--- TASK INPUTS Enclosed Below ---
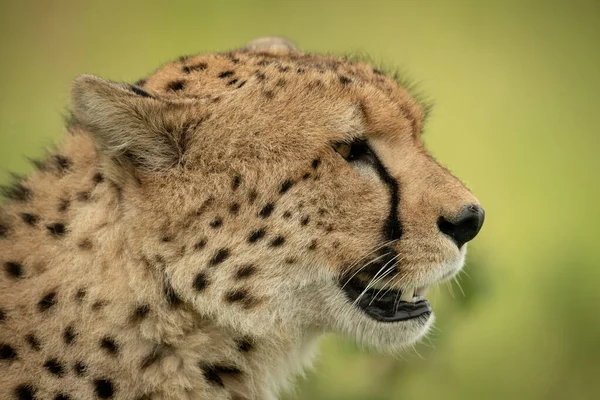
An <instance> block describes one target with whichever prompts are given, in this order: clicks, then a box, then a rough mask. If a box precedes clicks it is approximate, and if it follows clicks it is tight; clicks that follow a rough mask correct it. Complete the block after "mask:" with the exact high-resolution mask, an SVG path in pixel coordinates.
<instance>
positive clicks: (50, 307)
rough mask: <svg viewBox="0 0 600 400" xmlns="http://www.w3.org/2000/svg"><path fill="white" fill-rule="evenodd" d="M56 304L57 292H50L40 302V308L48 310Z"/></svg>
mask: <svg viewBox="0 0 600 400" xmlns="http://www.w3.org/2000/svg"><path fill="white" fill-rule="evenodd" d="M55 304H56V292H50V293H48V294H47V295H45V296H44V297H42V299H41V300H40V301H39V302H38V310H40V311H41V312H44V311H48V309H50V308H51V307H53V306H54V305H55Z"/></svg>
--- End of Enclosed TASK INPUTS ---
◆ WORK TO BE COMPLETED: Copy each line in the entries above where "instance" turns up.

◆ SOLUTION TO THIS PROBLEM:
An <instance> block describes one target with whichever prompts are given, in this order: clicks, then a box, then a rough mask. If a box precedes clicks it is approximate, and if it follows clicks it is tight; clicks that follow a rough mask correct it. Complete the block after "mask:" with the exact high-resolution mask, an SVG path in pixel coordinates.
<instance>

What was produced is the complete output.